Set task
Filter the records below down to the lines that contain the string "deal". Treat the match as case-sensitive.

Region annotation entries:
**********
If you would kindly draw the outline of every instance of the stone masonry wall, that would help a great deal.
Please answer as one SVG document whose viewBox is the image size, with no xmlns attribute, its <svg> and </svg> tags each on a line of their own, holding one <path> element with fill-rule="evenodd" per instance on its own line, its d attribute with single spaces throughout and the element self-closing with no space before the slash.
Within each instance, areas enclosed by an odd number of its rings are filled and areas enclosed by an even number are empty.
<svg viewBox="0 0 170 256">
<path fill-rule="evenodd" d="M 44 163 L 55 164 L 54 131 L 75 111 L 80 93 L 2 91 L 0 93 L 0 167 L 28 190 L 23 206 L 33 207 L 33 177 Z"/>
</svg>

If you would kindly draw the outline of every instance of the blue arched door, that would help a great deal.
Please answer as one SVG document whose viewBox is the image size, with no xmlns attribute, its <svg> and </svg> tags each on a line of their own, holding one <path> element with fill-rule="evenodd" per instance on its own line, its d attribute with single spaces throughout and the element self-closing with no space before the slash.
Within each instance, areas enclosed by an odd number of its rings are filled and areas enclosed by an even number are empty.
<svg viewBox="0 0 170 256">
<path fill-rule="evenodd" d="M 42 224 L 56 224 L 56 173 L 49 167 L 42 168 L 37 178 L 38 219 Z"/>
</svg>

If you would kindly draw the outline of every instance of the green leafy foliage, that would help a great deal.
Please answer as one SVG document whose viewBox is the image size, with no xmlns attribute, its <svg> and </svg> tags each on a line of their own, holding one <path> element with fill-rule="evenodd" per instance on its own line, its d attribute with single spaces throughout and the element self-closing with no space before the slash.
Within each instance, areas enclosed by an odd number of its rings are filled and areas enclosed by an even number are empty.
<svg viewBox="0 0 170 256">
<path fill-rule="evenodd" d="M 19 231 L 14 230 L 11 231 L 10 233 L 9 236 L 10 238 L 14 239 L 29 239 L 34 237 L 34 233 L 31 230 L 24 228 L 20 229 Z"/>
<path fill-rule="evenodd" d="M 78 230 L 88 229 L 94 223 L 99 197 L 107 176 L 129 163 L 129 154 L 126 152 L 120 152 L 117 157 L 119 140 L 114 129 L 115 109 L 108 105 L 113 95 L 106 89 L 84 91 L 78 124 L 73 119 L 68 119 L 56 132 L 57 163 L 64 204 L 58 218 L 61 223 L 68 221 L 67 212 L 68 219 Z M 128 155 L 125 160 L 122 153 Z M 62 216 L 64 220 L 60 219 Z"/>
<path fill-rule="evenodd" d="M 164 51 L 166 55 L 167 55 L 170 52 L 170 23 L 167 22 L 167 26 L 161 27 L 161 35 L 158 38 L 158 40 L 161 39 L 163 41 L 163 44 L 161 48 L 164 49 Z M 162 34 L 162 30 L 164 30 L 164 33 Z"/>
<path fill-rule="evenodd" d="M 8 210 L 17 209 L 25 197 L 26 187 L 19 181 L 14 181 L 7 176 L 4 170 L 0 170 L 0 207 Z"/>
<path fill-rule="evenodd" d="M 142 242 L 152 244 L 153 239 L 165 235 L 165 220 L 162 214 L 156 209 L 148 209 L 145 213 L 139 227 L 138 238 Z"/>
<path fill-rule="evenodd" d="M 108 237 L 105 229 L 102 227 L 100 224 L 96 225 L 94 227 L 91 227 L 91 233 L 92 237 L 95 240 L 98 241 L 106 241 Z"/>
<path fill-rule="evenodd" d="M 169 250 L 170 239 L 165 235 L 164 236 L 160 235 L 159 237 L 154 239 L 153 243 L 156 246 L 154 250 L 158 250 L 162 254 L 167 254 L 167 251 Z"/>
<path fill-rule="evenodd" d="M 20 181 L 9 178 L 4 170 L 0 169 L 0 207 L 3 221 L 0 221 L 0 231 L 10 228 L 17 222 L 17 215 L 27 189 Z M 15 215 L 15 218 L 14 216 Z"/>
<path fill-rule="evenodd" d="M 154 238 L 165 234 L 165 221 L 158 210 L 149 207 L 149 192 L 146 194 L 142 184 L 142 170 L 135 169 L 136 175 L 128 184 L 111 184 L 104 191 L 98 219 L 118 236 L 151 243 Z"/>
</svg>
**********
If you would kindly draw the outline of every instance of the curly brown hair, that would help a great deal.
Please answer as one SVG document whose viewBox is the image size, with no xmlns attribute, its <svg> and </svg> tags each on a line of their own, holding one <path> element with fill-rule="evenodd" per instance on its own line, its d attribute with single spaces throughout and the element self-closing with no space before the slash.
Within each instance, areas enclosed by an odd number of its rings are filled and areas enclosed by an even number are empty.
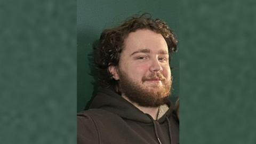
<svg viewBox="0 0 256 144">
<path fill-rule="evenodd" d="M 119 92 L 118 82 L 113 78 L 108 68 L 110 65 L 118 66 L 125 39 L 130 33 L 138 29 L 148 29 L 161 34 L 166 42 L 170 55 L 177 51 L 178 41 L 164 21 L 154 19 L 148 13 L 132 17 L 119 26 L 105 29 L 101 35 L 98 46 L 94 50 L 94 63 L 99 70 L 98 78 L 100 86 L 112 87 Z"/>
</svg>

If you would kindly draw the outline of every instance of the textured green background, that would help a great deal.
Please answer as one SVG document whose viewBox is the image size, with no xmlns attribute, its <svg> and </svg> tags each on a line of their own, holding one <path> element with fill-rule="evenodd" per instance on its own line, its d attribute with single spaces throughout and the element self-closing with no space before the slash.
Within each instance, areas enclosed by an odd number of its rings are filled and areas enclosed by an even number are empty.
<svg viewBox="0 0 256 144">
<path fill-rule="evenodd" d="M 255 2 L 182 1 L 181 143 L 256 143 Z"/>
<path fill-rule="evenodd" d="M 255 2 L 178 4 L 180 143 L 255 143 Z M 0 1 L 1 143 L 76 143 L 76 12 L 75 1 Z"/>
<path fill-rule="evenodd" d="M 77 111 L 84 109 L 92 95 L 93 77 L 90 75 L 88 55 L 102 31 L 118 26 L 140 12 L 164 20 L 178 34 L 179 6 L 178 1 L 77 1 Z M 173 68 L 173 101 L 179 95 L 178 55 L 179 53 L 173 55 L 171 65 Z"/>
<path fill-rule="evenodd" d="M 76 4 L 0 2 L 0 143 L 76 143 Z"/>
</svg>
**********
Output of the exercise
If you would kindly draw the outline of every instance of the stone masonry wall, that would help a great deal.
If you would kindly draw the outline of every instance of the blue arched door, that would help a great deal.
If you would kindly draw the outline of every instance of the green leafy foliage, that would help a great deal.
If you would kindly draw the outline of every instance of the curly brown hair, that would help a great deal.
If you would kindly draw the outline of every instance of the textured green background, that would help a great deal.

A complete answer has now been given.